--- Begin Page extract ---
The LFPS scheme is analytic-numeric algorithm specifically extended to deal with arising FDEs, and FPDEs in diverse linear and non-linear dynamical phenomena. This algorithm depends on the investigation of the series solution of the target problem in a new space called Laplace space with the simulation of the generalized arbitrary order Taylor series to find out the unknown components of the suggested series solution. The proposed scheme has sensational merits and superb capability to handle non-linear terms profitably without no inserting any physical hypotheses of the studied models. In this segment, a modified algorithm of LFPS scheme is developed for determining accurate analytic-approximate solutions of the certain class of FIDEs. In this context, let us consider the non-linear FVIDE (1) subject to the initial condition $u\left(0\right)=\beta .$ It is needful to start with the following theorem that is required in the strategy of solving the target equation (1).
--- End Page extract ---
--- Begin Given information ---
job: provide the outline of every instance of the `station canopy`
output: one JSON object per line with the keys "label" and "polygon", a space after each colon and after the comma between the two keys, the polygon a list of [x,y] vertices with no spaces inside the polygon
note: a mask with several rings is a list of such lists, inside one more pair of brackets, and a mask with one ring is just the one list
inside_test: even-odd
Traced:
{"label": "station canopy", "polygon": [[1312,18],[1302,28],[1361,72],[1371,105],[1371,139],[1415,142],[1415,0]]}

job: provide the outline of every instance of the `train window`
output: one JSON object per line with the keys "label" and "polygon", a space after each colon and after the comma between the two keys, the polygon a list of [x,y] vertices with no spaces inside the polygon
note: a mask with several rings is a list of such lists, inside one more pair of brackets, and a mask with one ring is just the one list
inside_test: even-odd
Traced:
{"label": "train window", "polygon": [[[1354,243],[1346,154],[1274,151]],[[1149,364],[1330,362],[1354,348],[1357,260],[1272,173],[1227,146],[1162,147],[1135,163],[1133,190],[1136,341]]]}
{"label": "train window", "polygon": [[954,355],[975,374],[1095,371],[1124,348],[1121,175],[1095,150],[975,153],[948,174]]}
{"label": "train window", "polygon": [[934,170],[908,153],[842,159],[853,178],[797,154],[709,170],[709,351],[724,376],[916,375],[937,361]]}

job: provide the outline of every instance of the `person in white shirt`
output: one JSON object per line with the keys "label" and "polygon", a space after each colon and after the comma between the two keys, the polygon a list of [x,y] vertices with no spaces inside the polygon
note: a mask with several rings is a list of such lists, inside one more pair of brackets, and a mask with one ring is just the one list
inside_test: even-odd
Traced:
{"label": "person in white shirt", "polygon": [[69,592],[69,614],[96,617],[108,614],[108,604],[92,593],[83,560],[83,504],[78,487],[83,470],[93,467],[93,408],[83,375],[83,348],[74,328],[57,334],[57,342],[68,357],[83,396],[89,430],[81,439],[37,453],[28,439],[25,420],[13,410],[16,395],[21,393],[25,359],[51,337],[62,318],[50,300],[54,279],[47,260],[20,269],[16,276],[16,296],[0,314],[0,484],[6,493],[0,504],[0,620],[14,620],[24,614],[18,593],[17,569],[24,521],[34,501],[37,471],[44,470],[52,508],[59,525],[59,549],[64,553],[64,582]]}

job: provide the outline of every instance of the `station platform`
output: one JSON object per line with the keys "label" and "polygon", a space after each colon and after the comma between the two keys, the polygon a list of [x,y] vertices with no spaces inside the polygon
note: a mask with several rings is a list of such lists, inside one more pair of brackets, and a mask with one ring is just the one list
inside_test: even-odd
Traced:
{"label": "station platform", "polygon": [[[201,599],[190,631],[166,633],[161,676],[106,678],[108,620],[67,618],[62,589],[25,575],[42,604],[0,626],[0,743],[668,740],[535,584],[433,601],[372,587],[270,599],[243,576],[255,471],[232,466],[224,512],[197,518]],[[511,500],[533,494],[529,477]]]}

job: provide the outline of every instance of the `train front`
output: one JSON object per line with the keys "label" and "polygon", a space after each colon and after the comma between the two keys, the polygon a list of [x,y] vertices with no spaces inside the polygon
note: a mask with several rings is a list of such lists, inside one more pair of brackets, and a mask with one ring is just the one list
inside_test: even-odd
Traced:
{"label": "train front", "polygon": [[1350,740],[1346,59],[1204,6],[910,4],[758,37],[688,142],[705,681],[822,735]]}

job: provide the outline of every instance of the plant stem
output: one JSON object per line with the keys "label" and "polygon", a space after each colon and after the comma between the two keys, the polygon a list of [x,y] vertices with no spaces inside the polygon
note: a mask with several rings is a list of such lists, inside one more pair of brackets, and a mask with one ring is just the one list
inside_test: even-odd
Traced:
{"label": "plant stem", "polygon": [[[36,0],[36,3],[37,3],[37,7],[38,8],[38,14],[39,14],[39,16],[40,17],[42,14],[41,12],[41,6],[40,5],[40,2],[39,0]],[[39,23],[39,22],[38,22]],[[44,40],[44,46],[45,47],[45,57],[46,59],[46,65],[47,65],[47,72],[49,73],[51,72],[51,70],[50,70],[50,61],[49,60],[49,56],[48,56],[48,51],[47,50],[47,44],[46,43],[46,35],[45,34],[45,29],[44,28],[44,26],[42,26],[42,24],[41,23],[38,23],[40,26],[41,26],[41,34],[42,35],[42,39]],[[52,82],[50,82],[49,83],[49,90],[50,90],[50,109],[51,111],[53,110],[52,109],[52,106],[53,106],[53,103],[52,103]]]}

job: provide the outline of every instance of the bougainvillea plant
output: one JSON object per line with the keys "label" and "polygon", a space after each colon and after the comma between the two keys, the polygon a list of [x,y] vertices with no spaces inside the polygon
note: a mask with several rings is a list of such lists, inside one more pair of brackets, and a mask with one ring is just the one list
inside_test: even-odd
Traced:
--- End Given information ---
Stated task: Reproduce the passage on the LFPS scheme above in full, word for word.

Output for this exercise:
The LFPS scheme is analytic-numeric algorithm specifically extended to deal with arising FDEs, and FPDEs in diverse linear and non-linear dynamical phenomena. This algorithm depends on the investigation of the series solution of the target problem in a new space called Laplace space with the simulation of the generalized arbitrary order Taylor series to find out the unknown components of the suggested series solution. The proposed scheme has sensational merits and superb capability to handle non-linear terms profitably without no inserting any physical hypotheses of the studied models. In this segment, a modified algorithm of LFPS scheme is developed for determining accurate analytic-approximate solutions of the certain class of FIDEs. In this context, let us consider the non-linear FVIDE (1) subject to the initial condition $u\left(0\right)=\beta .$ It is needful to start with the following theorem that is required in the strategy of solving the target equation (1).